All lines in the material below that hold "loader" should be found and copied.

Provided data:
>>>>>

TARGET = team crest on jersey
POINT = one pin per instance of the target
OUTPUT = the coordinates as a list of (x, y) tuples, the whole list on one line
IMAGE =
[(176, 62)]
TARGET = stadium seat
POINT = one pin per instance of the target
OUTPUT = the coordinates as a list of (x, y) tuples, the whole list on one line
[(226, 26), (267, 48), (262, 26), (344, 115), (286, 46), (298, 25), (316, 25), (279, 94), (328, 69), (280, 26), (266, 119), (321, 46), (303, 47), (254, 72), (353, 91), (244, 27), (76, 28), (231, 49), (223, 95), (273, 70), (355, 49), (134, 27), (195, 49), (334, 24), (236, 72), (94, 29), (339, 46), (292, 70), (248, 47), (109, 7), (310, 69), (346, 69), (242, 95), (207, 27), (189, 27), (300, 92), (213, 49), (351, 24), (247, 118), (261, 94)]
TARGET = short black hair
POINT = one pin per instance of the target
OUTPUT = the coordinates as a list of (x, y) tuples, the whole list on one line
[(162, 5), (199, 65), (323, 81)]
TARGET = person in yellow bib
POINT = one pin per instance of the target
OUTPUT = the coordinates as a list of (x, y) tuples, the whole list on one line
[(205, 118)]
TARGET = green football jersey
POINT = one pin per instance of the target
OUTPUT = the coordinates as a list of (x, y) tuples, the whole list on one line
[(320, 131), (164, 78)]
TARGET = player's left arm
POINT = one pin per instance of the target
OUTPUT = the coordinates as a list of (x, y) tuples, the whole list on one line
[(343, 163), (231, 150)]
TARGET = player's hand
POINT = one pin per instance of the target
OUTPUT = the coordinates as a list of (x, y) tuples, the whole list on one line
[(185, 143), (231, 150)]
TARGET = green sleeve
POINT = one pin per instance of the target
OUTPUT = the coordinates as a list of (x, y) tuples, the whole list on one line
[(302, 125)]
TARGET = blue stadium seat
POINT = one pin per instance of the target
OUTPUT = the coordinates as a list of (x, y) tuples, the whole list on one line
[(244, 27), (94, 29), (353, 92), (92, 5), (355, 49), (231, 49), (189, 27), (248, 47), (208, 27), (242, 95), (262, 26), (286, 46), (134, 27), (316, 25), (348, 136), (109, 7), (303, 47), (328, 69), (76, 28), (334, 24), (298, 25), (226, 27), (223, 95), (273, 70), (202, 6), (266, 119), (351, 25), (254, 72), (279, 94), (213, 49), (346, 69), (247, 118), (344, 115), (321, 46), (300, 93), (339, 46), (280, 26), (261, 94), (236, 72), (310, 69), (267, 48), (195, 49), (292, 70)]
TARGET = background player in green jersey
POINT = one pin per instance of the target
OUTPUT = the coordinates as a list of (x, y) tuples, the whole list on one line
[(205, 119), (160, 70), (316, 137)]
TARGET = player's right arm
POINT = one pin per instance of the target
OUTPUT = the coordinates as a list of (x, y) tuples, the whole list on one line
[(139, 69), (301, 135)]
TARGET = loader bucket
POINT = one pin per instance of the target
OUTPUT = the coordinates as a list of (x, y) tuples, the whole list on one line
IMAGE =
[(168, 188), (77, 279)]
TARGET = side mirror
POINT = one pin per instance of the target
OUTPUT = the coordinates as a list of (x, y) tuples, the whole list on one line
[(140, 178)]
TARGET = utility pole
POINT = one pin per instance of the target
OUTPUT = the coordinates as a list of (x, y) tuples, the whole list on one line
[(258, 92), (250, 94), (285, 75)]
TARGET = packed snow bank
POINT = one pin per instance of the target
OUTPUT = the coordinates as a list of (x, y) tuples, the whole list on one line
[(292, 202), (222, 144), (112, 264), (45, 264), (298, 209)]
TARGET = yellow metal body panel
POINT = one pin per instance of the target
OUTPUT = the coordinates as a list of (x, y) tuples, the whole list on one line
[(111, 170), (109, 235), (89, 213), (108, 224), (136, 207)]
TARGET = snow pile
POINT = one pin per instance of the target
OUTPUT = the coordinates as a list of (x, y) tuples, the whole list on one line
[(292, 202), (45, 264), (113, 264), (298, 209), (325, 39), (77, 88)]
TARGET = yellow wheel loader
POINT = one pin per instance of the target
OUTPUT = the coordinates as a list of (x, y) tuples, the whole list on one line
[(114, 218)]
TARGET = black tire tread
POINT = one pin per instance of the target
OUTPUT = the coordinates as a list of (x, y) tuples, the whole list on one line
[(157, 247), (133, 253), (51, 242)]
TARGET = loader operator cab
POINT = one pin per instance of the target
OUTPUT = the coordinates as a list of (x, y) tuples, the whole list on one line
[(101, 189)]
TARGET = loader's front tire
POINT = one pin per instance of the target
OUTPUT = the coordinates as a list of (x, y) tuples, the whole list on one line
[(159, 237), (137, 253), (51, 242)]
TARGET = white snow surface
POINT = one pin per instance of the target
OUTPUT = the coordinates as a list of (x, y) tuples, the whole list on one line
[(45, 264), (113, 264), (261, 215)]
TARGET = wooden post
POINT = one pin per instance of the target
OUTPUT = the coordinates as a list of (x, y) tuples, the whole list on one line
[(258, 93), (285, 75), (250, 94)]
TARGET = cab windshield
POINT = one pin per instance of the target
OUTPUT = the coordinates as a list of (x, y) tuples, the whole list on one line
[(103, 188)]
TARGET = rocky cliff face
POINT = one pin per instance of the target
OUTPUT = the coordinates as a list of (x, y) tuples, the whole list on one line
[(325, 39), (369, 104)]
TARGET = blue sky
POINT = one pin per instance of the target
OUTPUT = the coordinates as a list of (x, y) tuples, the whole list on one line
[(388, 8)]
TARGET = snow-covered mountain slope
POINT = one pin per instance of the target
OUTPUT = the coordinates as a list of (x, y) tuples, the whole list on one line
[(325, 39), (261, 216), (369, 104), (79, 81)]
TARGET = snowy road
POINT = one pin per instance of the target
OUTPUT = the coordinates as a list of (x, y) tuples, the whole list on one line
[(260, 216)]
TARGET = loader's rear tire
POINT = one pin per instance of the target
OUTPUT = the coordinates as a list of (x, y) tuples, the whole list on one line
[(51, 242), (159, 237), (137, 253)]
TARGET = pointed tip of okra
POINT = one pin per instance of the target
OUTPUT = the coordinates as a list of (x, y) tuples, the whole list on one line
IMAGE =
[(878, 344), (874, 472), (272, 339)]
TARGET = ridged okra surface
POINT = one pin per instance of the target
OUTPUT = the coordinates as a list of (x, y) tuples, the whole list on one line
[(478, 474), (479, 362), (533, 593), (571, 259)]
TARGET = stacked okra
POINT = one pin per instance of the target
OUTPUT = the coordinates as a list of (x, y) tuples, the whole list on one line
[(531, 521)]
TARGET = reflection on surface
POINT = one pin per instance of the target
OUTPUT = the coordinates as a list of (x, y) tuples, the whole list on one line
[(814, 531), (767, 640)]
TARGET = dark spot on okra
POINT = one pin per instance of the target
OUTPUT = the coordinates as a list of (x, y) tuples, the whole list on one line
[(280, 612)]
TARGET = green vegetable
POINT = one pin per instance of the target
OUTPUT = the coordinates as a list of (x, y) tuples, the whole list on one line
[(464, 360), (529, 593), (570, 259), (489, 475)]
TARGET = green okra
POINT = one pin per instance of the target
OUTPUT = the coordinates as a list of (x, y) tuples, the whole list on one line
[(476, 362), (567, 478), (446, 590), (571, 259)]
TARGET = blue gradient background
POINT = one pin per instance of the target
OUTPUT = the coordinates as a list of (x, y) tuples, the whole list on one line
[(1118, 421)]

<<<<<

Problem solution:
TARGET = loader bucket
TARGET = yellow wheel loader
TARGET = loader operator cab
TARGET = loader's front tire
TARGET = loader's rear tire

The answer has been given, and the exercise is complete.